Named object pointing entries
begin
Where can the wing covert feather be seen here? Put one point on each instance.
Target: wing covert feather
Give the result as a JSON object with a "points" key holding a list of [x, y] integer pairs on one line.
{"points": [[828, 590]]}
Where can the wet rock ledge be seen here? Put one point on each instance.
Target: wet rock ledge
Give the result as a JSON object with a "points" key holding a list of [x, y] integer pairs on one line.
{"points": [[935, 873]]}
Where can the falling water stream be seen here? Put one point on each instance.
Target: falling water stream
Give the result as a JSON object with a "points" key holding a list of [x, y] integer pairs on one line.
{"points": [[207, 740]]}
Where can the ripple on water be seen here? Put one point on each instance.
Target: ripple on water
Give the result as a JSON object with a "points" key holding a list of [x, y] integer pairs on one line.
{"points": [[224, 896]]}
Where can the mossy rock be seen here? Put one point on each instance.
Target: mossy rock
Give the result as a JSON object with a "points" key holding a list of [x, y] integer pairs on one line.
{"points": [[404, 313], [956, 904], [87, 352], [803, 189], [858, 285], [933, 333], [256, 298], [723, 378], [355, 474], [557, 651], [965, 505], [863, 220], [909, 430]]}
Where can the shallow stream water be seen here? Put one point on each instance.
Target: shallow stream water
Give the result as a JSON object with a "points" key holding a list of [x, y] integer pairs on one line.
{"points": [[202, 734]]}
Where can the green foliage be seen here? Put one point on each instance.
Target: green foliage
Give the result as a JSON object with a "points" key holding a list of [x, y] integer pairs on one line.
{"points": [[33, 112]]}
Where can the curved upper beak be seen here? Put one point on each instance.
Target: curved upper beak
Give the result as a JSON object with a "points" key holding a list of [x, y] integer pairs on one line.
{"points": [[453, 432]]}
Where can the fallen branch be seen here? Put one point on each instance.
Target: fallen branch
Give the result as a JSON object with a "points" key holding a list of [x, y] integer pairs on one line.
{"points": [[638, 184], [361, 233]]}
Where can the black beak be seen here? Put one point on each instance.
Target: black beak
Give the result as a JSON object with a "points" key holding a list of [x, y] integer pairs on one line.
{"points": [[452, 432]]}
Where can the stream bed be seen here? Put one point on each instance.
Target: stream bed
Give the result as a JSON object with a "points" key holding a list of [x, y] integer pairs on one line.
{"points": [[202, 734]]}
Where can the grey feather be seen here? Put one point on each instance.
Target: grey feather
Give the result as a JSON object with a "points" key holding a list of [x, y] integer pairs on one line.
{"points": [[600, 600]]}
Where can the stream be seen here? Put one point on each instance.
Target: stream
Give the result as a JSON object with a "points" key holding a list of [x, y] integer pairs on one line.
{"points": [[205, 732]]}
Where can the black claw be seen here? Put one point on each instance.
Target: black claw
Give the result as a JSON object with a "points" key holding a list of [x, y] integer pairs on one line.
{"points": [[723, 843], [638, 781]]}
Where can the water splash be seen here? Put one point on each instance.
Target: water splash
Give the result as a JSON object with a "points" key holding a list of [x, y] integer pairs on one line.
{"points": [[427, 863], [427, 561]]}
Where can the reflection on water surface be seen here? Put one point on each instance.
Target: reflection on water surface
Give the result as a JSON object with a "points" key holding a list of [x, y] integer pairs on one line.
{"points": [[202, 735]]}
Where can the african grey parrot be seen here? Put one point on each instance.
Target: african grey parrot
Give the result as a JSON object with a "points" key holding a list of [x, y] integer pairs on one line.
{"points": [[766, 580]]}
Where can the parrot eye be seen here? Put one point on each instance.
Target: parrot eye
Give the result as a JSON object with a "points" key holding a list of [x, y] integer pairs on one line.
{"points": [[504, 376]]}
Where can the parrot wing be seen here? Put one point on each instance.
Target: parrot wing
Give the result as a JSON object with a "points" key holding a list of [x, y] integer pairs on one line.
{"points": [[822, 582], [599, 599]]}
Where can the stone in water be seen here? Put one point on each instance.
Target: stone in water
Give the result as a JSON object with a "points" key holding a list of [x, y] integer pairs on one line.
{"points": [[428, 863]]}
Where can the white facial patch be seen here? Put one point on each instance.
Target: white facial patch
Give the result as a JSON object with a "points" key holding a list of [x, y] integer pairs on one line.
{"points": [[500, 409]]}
end
Locate "Where can the parrot eye" in the data above. Then repeat, exactly, its line and each line after it through the last, adding nothing.

Where can the parrot eye be seen here? Put one point on each instance.
Target: parrot eye
Give the result as a JSON object with a "points" key holding a list of [x, y] integer pairs on one line.
{"points": [[504, 376]]}
Where can the parrot wing be seen here? Put one point on each instance.
Target: parrot wing
Give the result as a JSON object with a "points" key holding a list of [x, y] integer pairs on one line.
{"points": [[822, 582], [599, 599]]}
Where can the stone in water be seen here? Put one point on each instance.
Target: stone in water
Give the result as a JSON object with a "points" key holding a list of [x, y] integer pairs on one line.
{"points": [[428, 863]]}
Where can the white facial patch be seen here? Put one point on each instance.
Target: white facial patch
Give the result as a JSON object with a "points" key holding a list of [x, y] integer pairs on one line.
{"points": [[500, 409]]}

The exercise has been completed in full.